** TEXT SEGMENT **
══════════

BY JILL LIGHTNER
The best way to connect with Langdon Cook is to wait ’til he’s up to his elbows in cold, wet sand, digging for a clam. Author of the locally famous forager’s blog www.fat-of-the-land.blogspot.com, Lang’s new soon-to-be-nationally-famous book (Fat of the Land, $26.95, Skipstone Press) hit the shelves in late September. It’s a terrific read for both practical foraging information—perfect for our seasons and possibilities—and for the occasional incompetence in the face of (mild) danger.
ES: What foraged foods have you got on hand this week?
LC: Right now in my fridge: two dozen cockles; a salmon fillet curing on a bed of blackberry must left over from winemaking; half a geoduck (other half—the neck—made a superb ceviche); poundage of smoked salmon waiting for vacuum-packing; a smattering of red huckleberries and trailing blackberries for dessert; and a gallon of thimbleberries ready to be made into “Recessionary Christmas Presents,” aka jam.
ES: Wait a sec, cockles? I’ve assumed that was just something out of nursery rhymes.

══════════

** MATERIAL SUPPLIED **

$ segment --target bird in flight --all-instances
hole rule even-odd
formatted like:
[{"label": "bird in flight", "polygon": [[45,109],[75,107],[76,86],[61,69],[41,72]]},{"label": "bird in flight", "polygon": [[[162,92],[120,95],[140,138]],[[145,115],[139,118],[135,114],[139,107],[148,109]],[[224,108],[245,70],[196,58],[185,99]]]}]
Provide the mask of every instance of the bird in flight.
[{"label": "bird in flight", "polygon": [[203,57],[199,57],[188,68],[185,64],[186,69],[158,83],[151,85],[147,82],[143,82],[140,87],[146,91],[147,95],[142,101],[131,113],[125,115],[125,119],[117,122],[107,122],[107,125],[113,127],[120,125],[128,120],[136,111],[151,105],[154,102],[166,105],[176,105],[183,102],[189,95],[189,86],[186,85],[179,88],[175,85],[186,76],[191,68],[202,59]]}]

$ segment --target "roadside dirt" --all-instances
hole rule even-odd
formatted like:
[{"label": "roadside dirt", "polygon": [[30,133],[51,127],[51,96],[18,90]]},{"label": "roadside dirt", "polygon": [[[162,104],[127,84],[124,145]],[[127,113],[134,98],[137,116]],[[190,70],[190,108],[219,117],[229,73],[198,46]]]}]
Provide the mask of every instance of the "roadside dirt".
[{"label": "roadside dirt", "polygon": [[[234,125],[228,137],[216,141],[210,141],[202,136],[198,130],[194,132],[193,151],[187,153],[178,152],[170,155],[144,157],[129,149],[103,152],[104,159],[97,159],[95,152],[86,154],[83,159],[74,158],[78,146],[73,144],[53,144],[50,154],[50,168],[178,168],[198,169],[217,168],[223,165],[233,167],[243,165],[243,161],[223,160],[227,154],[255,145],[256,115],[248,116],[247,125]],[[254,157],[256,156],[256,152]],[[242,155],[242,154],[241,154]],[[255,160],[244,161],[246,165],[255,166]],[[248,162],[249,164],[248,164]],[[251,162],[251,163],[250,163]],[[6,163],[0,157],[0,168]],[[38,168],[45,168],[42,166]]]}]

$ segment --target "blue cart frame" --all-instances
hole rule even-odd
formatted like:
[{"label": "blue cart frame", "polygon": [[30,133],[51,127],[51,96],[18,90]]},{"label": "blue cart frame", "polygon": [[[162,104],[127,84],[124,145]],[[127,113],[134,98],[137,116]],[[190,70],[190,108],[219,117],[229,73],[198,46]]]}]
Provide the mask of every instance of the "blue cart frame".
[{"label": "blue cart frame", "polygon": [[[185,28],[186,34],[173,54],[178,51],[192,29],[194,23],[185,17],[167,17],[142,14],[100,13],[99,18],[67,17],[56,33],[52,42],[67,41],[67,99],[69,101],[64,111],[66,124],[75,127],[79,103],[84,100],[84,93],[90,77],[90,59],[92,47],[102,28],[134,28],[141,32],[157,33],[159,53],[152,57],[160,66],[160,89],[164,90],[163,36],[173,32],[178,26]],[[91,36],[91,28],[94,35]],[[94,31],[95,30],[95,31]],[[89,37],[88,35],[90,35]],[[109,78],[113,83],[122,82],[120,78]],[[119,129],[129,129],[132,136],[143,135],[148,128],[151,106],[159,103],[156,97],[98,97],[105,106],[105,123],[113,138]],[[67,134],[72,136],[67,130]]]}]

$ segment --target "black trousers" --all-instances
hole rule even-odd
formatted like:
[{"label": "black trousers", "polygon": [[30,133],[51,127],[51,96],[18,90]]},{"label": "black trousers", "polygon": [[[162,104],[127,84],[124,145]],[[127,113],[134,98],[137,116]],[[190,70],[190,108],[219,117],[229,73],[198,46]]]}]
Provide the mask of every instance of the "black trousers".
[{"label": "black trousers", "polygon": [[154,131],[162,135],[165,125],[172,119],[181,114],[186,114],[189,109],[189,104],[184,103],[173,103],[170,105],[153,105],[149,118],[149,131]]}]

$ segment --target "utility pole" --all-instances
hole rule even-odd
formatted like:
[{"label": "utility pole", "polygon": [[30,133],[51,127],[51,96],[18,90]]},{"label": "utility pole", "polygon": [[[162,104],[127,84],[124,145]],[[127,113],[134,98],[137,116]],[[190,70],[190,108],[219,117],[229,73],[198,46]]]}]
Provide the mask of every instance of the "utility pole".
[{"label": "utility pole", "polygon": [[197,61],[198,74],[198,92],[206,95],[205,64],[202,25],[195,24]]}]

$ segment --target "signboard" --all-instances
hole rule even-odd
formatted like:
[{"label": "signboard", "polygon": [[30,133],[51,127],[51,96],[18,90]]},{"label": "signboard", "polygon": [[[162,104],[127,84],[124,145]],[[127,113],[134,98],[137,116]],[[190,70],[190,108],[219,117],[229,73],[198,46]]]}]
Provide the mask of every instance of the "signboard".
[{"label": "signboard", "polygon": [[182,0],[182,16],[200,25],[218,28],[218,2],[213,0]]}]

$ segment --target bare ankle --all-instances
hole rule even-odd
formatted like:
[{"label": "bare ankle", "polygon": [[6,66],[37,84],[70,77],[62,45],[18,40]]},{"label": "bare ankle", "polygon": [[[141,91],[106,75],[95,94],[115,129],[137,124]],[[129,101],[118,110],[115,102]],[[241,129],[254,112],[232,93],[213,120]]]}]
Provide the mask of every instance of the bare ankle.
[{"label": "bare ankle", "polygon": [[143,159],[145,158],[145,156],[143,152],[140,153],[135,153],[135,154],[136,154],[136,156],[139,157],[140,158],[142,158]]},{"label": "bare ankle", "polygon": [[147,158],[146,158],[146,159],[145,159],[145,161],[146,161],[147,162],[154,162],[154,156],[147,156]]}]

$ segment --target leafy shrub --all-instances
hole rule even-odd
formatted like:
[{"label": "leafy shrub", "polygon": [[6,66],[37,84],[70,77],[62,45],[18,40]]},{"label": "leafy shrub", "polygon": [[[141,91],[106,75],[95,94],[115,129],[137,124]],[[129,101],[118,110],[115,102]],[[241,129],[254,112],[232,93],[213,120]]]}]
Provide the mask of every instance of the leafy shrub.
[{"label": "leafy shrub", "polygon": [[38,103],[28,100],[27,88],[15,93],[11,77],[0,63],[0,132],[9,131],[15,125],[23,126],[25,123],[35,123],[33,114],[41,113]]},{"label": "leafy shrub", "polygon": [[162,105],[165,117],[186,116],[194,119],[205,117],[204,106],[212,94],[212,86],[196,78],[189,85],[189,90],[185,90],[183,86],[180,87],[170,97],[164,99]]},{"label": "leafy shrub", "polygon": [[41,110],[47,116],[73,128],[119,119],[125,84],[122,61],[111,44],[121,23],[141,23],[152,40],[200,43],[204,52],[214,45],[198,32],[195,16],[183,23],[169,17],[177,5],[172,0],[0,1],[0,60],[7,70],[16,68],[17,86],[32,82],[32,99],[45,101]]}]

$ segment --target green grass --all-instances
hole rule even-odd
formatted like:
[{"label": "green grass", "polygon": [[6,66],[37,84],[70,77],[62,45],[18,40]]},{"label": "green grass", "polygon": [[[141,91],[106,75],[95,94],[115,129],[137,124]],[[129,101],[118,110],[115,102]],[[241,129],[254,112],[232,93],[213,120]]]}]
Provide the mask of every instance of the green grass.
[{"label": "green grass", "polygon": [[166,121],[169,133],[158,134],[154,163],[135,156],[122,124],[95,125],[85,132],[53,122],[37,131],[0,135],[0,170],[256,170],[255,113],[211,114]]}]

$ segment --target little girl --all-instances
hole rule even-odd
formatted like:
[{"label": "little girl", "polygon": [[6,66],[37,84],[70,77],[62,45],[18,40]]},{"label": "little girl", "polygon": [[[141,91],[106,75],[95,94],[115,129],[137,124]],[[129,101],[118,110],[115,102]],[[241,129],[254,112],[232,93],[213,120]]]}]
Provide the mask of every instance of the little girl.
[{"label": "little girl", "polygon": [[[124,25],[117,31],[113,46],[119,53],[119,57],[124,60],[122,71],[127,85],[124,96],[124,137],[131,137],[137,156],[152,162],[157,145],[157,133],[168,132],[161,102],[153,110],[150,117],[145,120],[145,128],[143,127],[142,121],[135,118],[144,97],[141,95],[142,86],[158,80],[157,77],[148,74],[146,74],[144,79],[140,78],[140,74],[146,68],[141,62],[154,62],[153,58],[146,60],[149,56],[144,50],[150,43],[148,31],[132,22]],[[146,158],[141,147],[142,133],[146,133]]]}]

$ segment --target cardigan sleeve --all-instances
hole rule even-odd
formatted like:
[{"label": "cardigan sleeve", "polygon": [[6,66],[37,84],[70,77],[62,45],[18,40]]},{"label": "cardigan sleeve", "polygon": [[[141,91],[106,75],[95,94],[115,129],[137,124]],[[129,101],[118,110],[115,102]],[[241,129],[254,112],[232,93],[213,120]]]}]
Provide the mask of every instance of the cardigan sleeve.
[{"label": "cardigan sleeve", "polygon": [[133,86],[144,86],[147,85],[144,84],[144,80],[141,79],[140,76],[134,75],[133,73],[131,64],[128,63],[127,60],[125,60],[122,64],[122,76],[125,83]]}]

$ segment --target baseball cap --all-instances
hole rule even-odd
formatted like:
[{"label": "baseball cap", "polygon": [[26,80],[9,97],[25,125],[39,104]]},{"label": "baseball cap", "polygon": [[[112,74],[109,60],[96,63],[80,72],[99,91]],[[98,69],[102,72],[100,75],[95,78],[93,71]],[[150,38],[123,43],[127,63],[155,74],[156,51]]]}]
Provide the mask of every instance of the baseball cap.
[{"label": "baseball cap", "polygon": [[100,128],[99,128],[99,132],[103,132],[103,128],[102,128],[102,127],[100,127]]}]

══════════

** PROMPT 1 **
Using the Langdon Cook interview, state whether each statement agrees with it, giving yes or no and quoting the deciding words: (a) Cook's book is priced at $26.95; (b) the book reached shelves in early spring; (c) the thimbleberries are meant to become jam.
** PROMPT 2 **
Resume the Langdon Cook interview from the point where it stops.

** RESULT 1 **
(a) Yes: "Fat of the Land, $26.95, Skipstone Press"
(b) No: "hit the shelves in late September"
(c) Yes: "a gallon of thimbleberries ready to be made into “Recessionary Christmas Presents,” aka jam"

** RESULT 2 **
LC: I know, lots of folks are surprised to find out the cockle is a real critter. It’s a bivalve that can be big (not geoduck size but much larger than manila clam) and the beautiful heart-shaped shell is distinguished by radiating ribs. They live on sandy beaches around the world—you’ve seen them before. Meat is somewhat tough but flavorful, and it’s perfect chopped up in chowders.
ES: It seems like you’ve foraged just about every wild food in Washington. Is there anything you haven’t gone in search of yet, that you’re looking forward to trying?
LC: A huge gap in my foraging resume was filled just recently: geoduck. By the end of the dig I was soaked, exhausted, and exhilarated. In reality, I’ve probably barely scratched the surface.
I tried the tender young buds of devil’s club for the first time this year (added woodsy depth to a chocolate sauce) but have yet to try that famous Native American staple, camas lily bulbs, or the rhizome of a buckler fern for that matter.
Gardeners may choke upon hearing this, but a few delicious weeds have mostly eluded me. I need a good in-city source for lambs-quarters. Sautéed, it’s very similar to kale, and it’s one of the most nutritious plants in the kingdom. The other weed that can take over a garden but hasn’t invaded mine—unfortunately—is purslane. Luckily I had some of Jon Rowley’s the other day tossed with sliced heirloom tomatoes in a light vinaigrette, a perfect flavor combo.
ES: You wrote about an incident where you weren’t positive that some fiddleheads you picked were OK to eat—and you ate them anyway. Has your experience with wild food made you more or less inclined to nibble at questionably safe ingredients?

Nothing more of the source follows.